:: Raw data

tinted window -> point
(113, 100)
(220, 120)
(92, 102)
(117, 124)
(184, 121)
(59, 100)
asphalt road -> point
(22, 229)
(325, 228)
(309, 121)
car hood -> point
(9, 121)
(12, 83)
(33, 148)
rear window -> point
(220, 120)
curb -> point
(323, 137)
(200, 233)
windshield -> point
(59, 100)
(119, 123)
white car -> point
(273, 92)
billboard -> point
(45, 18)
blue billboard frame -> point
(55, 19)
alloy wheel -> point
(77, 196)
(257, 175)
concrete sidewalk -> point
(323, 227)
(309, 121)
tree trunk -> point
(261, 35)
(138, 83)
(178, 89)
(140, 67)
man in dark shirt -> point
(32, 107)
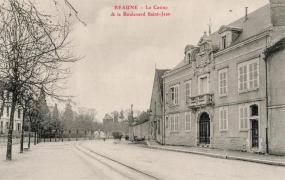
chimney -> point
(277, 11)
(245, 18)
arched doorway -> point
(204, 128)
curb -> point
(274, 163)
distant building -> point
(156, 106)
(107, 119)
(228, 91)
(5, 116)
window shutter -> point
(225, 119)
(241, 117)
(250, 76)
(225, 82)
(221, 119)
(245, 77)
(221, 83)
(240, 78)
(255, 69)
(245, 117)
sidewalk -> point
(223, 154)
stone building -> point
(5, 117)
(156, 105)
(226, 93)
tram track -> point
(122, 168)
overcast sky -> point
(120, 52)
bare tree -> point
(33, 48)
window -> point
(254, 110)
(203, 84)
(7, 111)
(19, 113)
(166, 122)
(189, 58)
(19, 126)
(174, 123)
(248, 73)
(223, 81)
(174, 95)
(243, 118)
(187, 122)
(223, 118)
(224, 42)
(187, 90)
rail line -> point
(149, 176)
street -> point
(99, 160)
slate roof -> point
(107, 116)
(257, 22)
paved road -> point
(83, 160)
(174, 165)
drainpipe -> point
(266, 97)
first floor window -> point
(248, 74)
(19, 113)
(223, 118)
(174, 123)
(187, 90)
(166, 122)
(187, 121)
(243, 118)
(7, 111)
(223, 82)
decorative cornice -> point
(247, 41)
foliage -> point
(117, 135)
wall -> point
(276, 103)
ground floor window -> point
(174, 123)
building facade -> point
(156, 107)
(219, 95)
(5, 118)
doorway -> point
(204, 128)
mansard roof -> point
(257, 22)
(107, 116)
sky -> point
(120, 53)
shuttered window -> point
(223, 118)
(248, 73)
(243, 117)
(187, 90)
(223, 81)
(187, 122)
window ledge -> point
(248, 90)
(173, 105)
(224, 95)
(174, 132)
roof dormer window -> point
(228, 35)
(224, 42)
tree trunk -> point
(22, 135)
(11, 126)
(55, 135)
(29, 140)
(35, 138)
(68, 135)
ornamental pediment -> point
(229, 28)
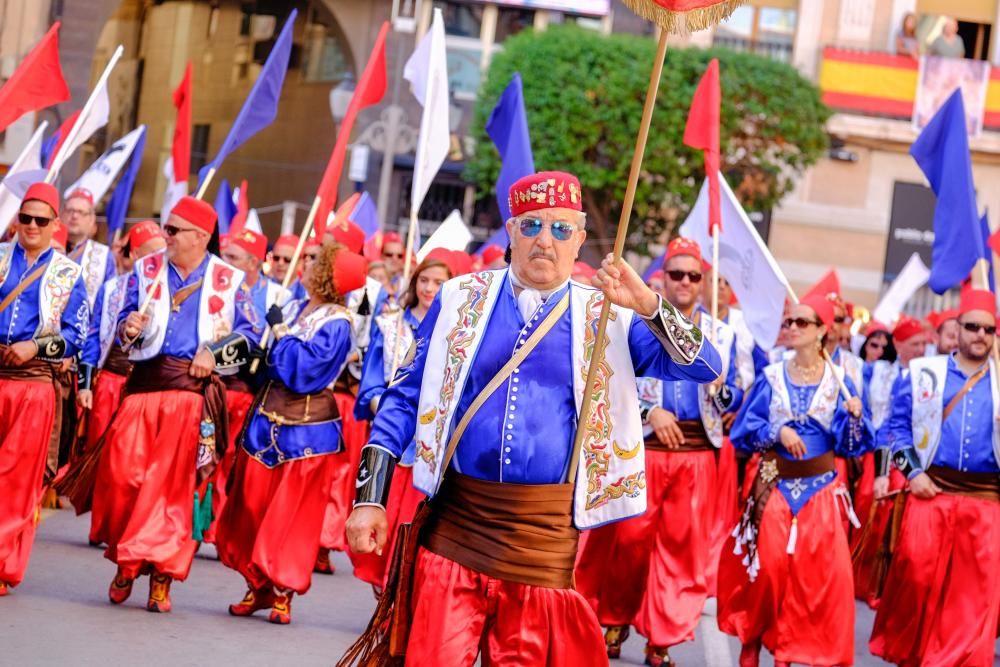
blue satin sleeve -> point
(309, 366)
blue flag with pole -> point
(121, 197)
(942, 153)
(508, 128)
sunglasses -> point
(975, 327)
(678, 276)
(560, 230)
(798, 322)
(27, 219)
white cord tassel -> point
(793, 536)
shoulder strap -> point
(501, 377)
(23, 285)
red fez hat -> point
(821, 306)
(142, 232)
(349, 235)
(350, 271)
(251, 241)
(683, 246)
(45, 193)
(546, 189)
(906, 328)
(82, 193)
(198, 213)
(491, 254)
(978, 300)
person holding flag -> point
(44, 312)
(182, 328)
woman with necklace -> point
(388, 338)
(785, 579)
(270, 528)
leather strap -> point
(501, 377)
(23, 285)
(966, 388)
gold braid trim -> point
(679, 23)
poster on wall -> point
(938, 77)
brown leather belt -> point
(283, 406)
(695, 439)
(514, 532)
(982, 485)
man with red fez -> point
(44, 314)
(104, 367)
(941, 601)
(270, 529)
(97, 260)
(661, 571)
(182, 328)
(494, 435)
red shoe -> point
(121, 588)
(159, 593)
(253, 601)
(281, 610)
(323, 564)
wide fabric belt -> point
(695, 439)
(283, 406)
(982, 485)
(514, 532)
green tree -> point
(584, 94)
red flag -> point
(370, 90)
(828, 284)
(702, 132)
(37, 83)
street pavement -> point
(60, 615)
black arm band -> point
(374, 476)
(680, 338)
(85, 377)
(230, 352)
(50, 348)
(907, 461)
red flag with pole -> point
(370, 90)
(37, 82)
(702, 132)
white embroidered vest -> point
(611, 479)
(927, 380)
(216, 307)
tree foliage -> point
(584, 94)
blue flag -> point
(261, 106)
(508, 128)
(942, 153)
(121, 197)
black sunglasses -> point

::::

→ **The exercise**
Starting with the line that contains "red shoe -> point", print each line through the last one in the listing. Include both end lines and add nothing.

→ **Exercise output**
red shoe -> point
(121, 588)
(159, 593)
(253, 601)
(281, 610)
(323, 564)
wide fabric belt -> point
(695, 439)
(283, 406)
(982, 485)
(514, 532)
green tree -> point
(584, 94)
red flag -> point
(370, 90)
(828, 284)
(702, 132)
(37, 83)
street pavement -> point
(60, 615)
black arm band -> point
(374, 476)
(680, 338)
(85, 377)
(230, 352)
(50, 348)
(907, 461)
red flag with pole -> point
(370, 90)
(37, 82)
(702, 132)
white embroidered vest -> point
(611, 479)
(927, 380)
(216, 307)
tree foliage -> point
(584, 94)
blue flag -> point
(261, 106)
(508, 128)
(942, 153)
(121, 197)
black sunglasses -> point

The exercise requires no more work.